• [WHAT TO DO]:
Each line of the data below that contains "field" must be copied.

Recorded data
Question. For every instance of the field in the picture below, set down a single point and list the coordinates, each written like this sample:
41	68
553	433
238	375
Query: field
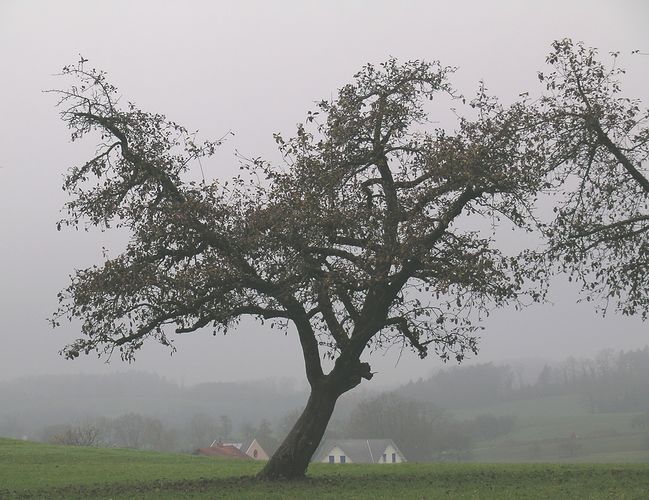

==

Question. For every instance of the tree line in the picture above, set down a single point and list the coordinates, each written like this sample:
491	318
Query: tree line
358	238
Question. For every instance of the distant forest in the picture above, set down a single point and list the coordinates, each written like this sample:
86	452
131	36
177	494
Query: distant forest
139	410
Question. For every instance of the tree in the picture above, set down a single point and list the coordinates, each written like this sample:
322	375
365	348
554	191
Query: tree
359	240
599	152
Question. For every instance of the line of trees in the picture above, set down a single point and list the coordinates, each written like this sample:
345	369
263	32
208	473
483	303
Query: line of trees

--

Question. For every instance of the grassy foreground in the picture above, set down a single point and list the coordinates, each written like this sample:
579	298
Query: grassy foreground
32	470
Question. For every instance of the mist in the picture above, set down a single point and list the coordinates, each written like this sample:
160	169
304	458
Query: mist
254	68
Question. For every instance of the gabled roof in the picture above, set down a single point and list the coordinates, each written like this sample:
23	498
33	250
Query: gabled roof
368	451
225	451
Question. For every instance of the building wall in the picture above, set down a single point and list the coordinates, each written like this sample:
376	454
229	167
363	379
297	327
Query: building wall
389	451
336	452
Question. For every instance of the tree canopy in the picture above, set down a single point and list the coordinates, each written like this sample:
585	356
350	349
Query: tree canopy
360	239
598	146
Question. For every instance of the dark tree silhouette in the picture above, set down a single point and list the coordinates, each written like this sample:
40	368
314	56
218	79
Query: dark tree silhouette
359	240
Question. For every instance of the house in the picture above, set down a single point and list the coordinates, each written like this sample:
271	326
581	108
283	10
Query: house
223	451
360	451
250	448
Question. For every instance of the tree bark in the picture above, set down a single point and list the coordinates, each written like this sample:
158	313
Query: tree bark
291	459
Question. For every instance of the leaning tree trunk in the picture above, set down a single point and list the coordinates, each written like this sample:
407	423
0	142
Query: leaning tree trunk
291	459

• [RESULT OF THE TASK]:
Question. For every instance of the field in the picture below, set down a single point and list the coordinates, each written like this sample:
Query: field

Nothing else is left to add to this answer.